* Start Provided records *

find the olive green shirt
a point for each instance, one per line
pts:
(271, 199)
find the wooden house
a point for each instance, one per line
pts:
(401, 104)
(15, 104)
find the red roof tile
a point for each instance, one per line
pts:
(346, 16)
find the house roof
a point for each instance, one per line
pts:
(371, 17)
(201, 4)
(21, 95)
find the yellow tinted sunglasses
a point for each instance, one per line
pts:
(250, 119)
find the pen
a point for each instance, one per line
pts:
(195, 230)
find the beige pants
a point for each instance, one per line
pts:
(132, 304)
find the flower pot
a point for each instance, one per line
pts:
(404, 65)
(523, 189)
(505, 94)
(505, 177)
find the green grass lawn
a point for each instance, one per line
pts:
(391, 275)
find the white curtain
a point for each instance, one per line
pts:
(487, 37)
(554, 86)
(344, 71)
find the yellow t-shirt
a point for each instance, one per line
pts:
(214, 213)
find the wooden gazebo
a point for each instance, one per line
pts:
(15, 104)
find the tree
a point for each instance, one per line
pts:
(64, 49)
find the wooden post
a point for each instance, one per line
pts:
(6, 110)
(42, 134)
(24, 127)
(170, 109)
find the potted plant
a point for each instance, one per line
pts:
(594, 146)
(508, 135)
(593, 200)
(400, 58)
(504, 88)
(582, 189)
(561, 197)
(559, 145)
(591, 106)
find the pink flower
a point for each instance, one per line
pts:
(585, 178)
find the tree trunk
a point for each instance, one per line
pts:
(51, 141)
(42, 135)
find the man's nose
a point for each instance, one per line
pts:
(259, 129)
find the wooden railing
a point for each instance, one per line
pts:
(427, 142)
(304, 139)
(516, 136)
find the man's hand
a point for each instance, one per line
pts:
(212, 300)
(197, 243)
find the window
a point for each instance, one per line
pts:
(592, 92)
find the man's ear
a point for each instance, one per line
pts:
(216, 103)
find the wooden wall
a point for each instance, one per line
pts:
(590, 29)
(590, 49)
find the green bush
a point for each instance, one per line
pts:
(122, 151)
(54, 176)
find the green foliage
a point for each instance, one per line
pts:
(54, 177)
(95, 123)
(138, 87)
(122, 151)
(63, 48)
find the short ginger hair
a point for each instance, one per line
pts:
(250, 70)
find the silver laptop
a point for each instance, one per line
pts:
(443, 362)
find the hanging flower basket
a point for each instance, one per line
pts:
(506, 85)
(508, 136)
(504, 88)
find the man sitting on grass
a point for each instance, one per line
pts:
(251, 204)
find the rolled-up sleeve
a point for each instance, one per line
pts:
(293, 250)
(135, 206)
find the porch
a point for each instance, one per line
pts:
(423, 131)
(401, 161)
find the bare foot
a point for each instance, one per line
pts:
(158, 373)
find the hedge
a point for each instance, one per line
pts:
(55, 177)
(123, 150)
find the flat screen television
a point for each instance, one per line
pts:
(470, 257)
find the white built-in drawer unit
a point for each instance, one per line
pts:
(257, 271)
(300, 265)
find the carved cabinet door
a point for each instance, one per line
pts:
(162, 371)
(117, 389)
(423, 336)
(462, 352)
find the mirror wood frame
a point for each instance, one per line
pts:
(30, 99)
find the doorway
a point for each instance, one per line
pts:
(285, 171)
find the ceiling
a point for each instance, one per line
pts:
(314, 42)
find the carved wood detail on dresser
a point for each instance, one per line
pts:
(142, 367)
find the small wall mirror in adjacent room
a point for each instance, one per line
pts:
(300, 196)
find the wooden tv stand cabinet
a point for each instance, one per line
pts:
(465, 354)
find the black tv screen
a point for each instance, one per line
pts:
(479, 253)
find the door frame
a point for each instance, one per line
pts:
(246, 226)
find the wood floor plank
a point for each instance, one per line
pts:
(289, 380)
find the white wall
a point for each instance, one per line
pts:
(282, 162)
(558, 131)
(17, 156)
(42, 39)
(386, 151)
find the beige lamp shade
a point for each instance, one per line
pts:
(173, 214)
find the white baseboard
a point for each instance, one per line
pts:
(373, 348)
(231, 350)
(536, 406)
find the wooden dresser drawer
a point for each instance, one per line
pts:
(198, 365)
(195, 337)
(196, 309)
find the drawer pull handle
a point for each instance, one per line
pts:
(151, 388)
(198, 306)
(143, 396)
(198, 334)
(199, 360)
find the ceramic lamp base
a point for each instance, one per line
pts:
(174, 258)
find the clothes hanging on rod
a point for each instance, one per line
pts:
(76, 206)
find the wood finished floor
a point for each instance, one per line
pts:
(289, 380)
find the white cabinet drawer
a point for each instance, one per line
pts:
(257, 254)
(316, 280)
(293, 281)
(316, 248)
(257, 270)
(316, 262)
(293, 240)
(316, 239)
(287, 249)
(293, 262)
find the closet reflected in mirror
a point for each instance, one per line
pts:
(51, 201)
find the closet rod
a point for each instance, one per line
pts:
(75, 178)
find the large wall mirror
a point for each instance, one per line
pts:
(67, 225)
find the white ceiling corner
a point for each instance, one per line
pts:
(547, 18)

* End Provided records *

→ **Challenge**: Give an exact repetition of all the material.

→ **Exercise solution**:
find the olive green shirt
a point for each instance, one per line
pts:
(271, 199)
find the wooden house
a point for each instance, one per line
pts:
(401, 104)
(15, 104)
find the red roof tile
a point for each instance, one per line
pts:
(346, 16)
find the house roof
a point for each instance, one per line
pts:
(371, 17)
(201, 4)
(21, 95)
find the yellow tinted sunglasses
a point for each instance, one per line
pts:
(250, 119)
find the pen
a point for each instance, one per line
pts:
(195, 230)
find the beige pants
a point for each instance, one per line
pts:
(132, 304)
find the flower pot
a point for each instance, one per line
pts:
(404, 65)
(523, 189)
(505, 94)
(505, 177)
find the green grass lawn
a point for each instance, one per line
pts:
(391, 275)
find the white curtain
a point for each instance, one per line
pts:
(487, 37)
(554, 86)
(344, 71)
find the yellow t-shirt
a point for each instance, one per line
pts:
(214, 213)
find the wooden gazebo
a point for each instance, one per line
pts:
(15, 104)
find the tree
a point for each instance, one per line
pts:
(64, 49)
find the wooden post
a point for each instance, one per line
pts:
(6, 110)
(42, 134)
(24, 127)
(170, 109)
find the potted plant
a point for each instance, one per line
pts:
(594, 146)
(508, 135)
(593, 200)
(400, 58)
(504, 88)
(582, 189)
(561, 197)
(559, 145)
(591, 106)
find the pink flower
a point for each instance, one per line
pts:
(585, 178)
find the tree trunk
a point for each instance, one per line
pts:
(51, 141)
(42, 135)
find the man's nose
a point for each instance, one per line
pts:
(259, 129)
find the wooden railing
a point for each instance, one per line
pts:
(427, 142)
(304, 139)
(516, 136)
find the man's hand
a point for each instance, one per line
pts:
(212, 300)
(197, 243)
find the window
a point for each instance, one per line
pts:
(592, 92)
find the man's ear
a point for each instance, one per line
pts:
(216, 103)
find the wooden wall
a point for each instance, one per line
pts:
(590, 29)
(590, 49)
find the green bush
a point for each instance, one per line
pts:
(122, 151)
(54, 176)
find the green foliage
a point for each instance, one per line
pts:
(54, 177)
(95, 123)
(138, 87)
(122, 151)
(63, 48)
find the short ginger hair
a point for each instance, one per line
pts:
(250, 70)
find the silver laptop
a point for each instance, one per line
pts:
(443, 362)
find the hanging flower basket
a point for each instance, one per line
pts:
(506, 85)
(508, 136)
(504, 88)
find the man sitting on grass
a point for each instance, one per line
pts:
(251, 204)
find the rolled-up sleeve
a point for each instance, one per line
pts:
(293, 250)
(135, 206)
find the porch
a point for each instance, one per line
pts:
(423, 131)
(401, 161)
find the bare foot
a point for each instance, one per line
pts:
(158, 373)
find the hedge
a point for each instance, one per line
pts:
(55, 177)
(123, 150)
find the flat screen television
a point for each instance, one per line
pts:
(470, 257)
find the white built-in drawer unit
a point for each instance, one per line
pts:
(257, 271)
(300, 265)
find the carved cabinet door
a point for each instance, one per line
pts:
(162, 371)
(117, 389)
(423, 336)
(462, 352)
find the mirror wood frame
a point for each instance, one per line
pts:
(30, 99)
find the doorway
a point for each instance, one per line
pts:
(285, 171)
find the ceiling
a point for each instance, one per line
pts:
(314, 42)
find the carved wood detail on dresser
a point for each instance, one per line
pts:
(142, 367)
find the small wall mirror in adjacent room
a point for each instance, one per line
pts:
(300, 196)
find the wooden tv stand cabinet
a point for each instance, one per line
pts:
(465, 354)
find the black tv screen
a point for each instance, one per line
pts:
(479, 253)
find the door frame
a point for each instance, one per line
pts:
(246, 226)
find the wood floor plank
a point for each instance, one per line
pts:
(289, 380)
find the white wall
a point for each instance, one per line
pts:
(282, 162)
(558, 131)
(17, 156)
(42, 39)
(386, 151)
find the beige lamp shade
a point for each instance, one per line
pts:
(173, 214)
find the white baseboard
a point for each instance, one per line
pts:
(373, 348)
(231, 350)
(536, 406)
find the wooden dresser drawer
a point for each instance, one per line
pts:
(198, 365)
(195, 337)
(196, 309)
find the drawer pull handle
a point for each instance, one per line
pts:
(151, 388)
(198, 306)
(143, 396)
(198, 334)
(199, 360)
find the ceramic lamp base
a point for each instance, one per line
pts:
(174, 258)
find the clothes hanging on rod
a point for each instance, one per line
pts:
(76, 206)
find the wood finished floor
a point for each instance, one per line
pts:
(289, 380)
find the white cabinet drawer
a point for each instance, one per line
pts:
(257, 254)
(316, 280)
(293, 281)
(316, 248)
(257, 270)
(316, 262)
(293, 240)
(316, 239)
(287, 249)
(293, 262)
find the closet reflected in mirror
a point for each instance, one per line
pts:
(51, 201)
find the closet rod
a point for each instance, one per line
pts:
(75, 178)
find the large wall mirror
a point for each instance, one per line
pts:
(67, 225)
find the white ceiling corner
a point for each instance, one per line
pts:
(547, 18)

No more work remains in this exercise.